*Exercise goal*:
What is needed is a word-for-word copy of every record below, minus the pictures.

*Provided material*:
BEGIN
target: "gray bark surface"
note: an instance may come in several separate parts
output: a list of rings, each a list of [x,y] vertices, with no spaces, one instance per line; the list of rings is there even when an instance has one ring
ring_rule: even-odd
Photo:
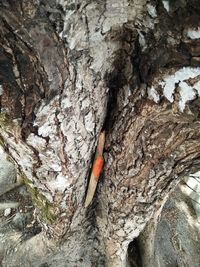
[[[177,186],[159,216],[150,220],[139,236],[142,266],[199,266],[200,230],[198,213],[194,209],[196,202],[182,188],[188,189],[185,184]]]
[[[4,266],[126,266],[129,243],[199,169],[199,3],[163,2],[0,3],[0,143],[43,228]]]

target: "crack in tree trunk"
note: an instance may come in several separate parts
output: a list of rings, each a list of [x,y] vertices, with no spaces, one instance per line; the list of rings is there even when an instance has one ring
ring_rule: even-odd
END
*Solved exercise*:
target: "gray bark surface"
note: an instance may come in several separate parts
output: a list of rings, each a list of [x,y] vertices, with no spaces, one instance per line; the list of rings is there even when an instance has one ring
ring_rule: even-odd
Photo:
[[[177,186],[159,216],[150,220],[139,236],[142,266],[199,266],[200,230],[198,213],[194,209],[196,202],[182,188],[188,189],[185,184]]]
[[[4,266],[126,266],[129,243],[199,169],[199,3],[163,2],[0,3],[0,143],[43,228]]]

target: "crack in tree trunk"
note: an instance may come in several separate parts
output: a list of rings, each a list of [x,y] vertices, with no spaces, one instance per line; the list of rings is there even when an instance has one ring
ring_rule: even-odd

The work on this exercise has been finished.